Repeat the lines of the listing below exactly, starting at the line that contains "Spot the glass facade" and running through the last line, both included, and only those.
--- Begin EXTRACTED INFORMATION ---
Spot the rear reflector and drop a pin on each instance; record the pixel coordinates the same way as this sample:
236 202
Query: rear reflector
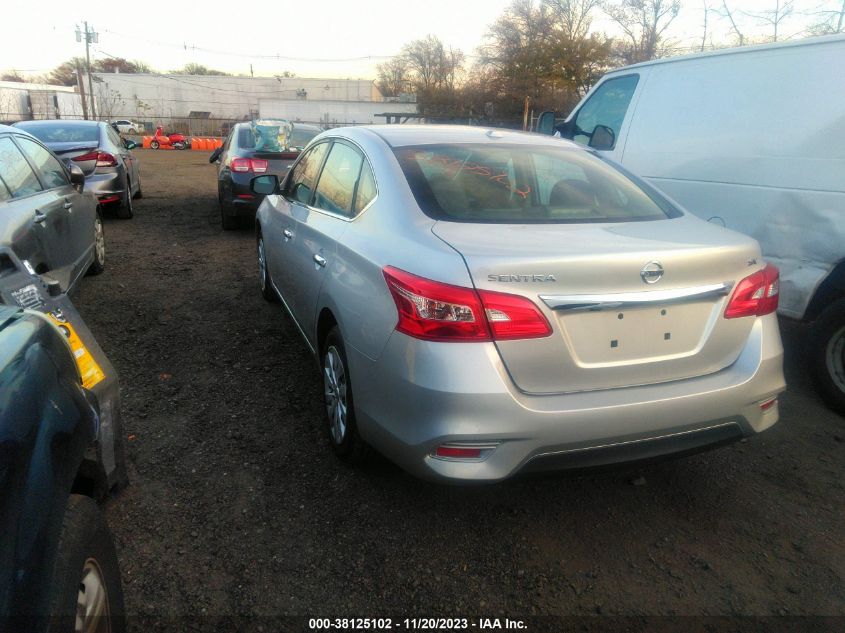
755 295
768 404
244 165
434 311
457 452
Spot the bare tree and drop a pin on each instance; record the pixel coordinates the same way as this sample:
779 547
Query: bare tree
431 64
726 12
393 76
644 23
829 21
782 10
573 17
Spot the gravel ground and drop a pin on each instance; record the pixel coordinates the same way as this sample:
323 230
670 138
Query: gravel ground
237 507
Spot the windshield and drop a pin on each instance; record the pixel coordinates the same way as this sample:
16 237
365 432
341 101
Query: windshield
523 184
300 137
60 133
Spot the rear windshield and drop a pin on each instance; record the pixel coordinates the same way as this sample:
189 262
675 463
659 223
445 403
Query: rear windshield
297 139
63 133
518 184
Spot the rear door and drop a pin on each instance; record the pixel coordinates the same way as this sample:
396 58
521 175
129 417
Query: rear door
281 235
29 223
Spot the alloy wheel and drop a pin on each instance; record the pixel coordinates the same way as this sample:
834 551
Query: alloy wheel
835 358
334 379
92 602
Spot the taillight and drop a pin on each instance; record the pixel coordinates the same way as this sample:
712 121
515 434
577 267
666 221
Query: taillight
435 311
104 159
243 165
755 295
240 164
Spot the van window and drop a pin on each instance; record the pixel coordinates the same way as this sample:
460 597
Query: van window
607 106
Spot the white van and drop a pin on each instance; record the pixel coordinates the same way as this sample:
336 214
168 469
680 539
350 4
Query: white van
752 138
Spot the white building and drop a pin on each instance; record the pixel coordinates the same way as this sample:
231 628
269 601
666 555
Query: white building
21 101
197 102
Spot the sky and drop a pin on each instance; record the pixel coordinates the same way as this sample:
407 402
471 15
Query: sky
314 38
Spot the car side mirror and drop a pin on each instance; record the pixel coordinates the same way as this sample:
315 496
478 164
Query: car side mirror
602 138
264 185
546 123
77 177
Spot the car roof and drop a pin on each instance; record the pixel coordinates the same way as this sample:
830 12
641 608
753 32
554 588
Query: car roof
401 135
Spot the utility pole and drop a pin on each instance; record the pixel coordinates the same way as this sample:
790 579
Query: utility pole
90 36
81 85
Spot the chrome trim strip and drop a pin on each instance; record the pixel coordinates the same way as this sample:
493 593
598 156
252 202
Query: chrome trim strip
626 300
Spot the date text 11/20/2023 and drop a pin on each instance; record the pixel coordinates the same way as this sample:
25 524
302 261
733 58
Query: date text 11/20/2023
417 624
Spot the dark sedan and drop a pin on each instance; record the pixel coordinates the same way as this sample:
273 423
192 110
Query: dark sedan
45 217
249 151
111 171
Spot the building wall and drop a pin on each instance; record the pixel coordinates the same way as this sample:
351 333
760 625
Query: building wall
149 97
331 113
23 101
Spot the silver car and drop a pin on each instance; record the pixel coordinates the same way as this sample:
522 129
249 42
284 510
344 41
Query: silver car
484 303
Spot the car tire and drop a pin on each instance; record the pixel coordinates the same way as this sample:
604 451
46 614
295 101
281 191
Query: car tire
341 425
86 576
99 264
827 358
126 209
264 281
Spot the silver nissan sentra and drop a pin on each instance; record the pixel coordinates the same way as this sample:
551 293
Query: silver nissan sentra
485 302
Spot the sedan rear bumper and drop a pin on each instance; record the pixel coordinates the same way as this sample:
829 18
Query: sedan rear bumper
420 395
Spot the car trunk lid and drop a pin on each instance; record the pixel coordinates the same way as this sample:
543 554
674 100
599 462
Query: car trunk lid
615 321
74 150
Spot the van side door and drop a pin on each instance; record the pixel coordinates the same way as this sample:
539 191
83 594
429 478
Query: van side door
607 107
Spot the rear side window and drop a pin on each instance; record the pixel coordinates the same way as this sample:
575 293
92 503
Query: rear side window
246 139
51 170
63 133
15 170
366 191
520 184
303 176
337 181
607 106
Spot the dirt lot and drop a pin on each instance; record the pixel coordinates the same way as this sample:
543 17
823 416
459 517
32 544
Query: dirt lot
237 506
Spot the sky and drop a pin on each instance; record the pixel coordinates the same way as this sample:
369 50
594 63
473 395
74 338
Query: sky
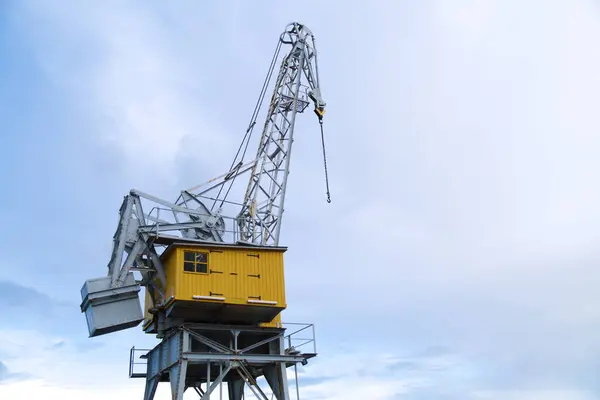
458 258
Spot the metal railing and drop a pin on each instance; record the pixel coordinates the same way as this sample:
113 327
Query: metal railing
135 369
301 339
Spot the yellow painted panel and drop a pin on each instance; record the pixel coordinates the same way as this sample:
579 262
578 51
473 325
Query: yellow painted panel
238 275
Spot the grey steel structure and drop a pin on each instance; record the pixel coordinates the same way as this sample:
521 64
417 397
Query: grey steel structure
192 355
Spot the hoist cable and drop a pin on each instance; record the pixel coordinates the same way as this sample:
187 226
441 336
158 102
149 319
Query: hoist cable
325 162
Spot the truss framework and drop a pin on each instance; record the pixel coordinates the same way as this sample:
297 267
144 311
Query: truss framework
203 357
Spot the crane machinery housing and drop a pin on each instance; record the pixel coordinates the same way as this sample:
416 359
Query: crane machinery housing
211 265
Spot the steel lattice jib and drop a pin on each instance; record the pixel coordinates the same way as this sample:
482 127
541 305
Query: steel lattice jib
217 283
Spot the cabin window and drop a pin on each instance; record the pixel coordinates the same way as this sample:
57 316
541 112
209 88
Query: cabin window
194 261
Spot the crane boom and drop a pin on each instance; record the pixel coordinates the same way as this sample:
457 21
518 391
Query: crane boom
260 217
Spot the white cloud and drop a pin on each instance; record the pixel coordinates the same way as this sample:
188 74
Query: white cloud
463 140
127 73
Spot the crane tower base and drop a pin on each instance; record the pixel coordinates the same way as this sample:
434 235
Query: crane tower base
203 357
108 309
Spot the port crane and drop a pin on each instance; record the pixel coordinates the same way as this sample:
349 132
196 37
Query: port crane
211 266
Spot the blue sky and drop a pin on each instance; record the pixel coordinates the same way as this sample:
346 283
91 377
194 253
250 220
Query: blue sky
459 257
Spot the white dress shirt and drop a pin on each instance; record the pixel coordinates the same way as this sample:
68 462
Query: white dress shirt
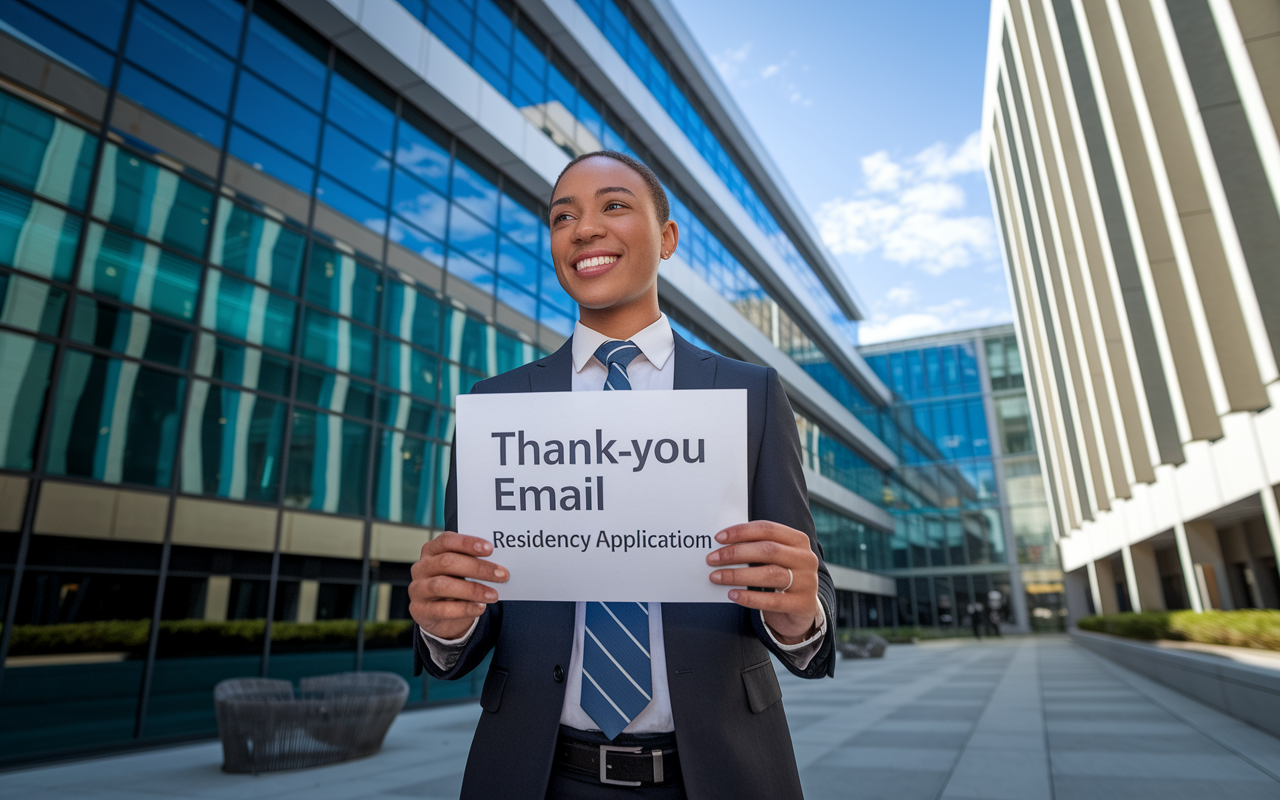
652 370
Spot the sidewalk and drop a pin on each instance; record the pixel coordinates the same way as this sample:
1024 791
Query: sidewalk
1008 720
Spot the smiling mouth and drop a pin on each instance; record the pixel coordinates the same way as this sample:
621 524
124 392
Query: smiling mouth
594 261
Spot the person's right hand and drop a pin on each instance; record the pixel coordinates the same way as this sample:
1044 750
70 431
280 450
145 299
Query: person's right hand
442 600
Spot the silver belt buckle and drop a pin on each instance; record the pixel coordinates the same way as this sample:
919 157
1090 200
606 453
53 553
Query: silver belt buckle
604 766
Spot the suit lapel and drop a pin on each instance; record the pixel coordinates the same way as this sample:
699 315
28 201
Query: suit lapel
695 369
556 371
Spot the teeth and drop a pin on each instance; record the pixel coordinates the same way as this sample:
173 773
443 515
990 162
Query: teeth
595 261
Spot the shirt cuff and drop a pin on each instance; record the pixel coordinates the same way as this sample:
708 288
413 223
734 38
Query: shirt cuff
446 652
801 653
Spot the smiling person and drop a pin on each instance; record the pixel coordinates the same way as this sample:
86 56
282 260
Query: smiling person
704 717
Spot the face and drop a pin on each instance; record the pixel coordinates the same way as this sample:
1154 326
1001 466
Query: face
606 237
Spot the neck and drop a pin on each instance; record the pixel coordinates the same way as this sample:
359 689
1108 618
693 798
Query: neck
621 321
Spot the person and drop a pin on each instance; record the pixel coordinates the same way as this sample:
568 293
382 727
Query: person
703 714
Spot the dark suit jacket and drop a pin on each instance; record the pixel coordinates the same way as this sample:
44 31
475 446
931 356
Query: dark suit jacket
725 696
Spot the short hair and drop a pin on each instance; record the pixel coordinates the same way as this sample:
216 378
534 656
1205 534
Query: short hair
661 205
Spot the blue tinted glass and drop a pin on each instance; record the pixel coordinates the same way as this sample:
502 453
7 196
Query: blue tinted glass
76 50
257 247
408 370
129 333
42 154
172 105
339 283
353 205
520 223
406 475
475 193
138 196
328 464
336 392
517 298
416 204
135 272
412 315
338 343
36 237
369 120
517 265
472 237
266 158
289 65
247 311
417 242
115 421
186 62
277 117
242 365
218 21
232 444
424 156
355 165
24 374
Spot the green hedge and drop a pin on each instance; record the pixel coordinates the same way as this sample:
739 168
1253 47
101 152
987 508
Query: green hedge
1240 629
182 638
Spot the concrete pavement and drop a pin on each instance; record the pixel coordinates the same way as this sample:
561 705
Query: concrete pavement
1009 720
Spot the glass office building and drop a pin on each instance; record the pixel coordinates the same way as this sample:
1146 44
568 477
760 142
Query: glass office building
250 254
990 526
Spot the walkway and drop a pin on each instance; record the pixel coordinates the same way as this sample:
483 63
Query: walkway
1014 720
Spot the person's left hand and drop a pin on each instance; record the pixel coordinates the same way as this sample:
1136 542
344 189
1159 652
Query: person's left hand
792 615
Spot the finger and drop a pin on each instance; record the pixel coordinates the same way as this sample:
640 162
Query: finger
444 586
457 543
769 576
759 530
460 565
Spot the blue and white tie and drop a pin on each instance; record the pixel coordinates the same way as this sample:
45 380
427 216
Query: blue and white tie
617 681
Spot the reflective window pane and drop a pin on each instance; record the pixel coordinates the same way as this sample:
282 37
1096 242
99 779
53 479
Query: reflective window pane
341 283
31 305
36 237
24 364
328 464
150 201
129 333
44 154
135 272
257 247
232 444
338 343
247 311
242 365
114 421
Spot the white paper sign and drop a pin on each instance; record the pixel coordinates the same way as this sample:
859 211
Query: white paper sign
603 496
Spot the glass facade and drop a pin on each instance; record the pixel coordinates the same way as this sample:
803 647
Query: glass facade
979 480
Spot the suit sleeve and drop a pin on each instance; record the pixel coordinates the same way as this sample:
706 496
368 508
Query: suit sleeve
781 496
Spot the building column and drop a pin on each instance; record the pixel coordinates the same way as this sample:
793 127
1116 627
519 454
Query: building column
1184 560
1144 577
1130 580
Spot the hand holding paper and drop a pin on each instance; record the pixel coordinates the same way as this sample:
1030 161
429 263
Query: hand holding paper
442 600
781 560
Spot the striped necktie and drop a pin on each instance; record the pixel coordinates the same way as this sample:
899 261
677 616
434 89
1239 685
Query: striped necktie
617 681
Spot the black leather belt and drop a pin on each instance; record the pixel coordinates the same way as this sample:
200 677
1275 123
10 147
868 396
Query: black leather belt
620 764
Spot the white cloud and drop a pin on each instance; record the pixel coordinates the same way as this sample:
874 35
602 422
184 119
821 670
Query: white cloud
912 211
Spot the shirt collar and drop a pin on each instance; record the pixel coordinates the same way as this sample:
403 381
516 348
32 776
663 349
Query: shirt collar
656 342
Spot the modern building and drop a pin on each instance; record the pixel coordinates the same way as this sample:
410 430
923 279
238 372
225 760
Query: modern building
1136 174
250 254
991 530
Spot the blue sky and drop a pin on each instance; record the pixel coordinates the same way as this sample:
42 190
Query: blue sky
--- End EXTRACTED INFORMATION ---
→ **WRITTEN RESPONSE**:
Spot the glass facade and drop a pin on each instance; record the pixel coordinates the same way as this sample:
803 647
Query: glass facade
979 480
Spot the suit sleeve and drop a pin on each instance; record the pixel coordinates the same way as this sample:
706 496
368 508
Query: suit sleeve
781 496
Spot the building column and drop a pin on each instance; record the pixel coordinates the same way as this sample:
793 127
1116 627
519 454
Query: building column
1184 560
1144 577
1130 580
Spot the hand holding paper and drop a pin on each instance; record the pixel coordinates the same way as this sample:
1030 161
429 263
Query: hand holding paper
442 600
781 560
Spot the striped necktie and drop a pin on each instance; record the pixel coordinates the same way as this sample:
899 261
677 616
434 89
1239 685
Query: striped necktie
617 681
Spot the black leather belt and drop a pin on each instance; record the pixel coordinates the same way as this sample:
200 677
1275 123
10 147
868 396
Query: black leather belt
620 764
Spot the white cloud and drop a pin on each instance; record the pixel coordinates the same way as this sample:
874 35
602 422
184 119
821 670
Query: white cloud
912 211
Spot the shirt collar and drop a pin on each instance; record the pixel coordinates the same way as this sample:
403 381
516 348
32 776
663 349
Query: shirt collar
656 342
Spot the modern building and drop a pin on each instance; record the pixel coordinates the same way as this sample:
410 430
923 279
238 372
225 760
Query: modern building
1136 174
250 254
991 530
Spot the blue sky and drop a pin on each instance; record the pixel coordinates the same way as this sample:
42 190
Query: blue sky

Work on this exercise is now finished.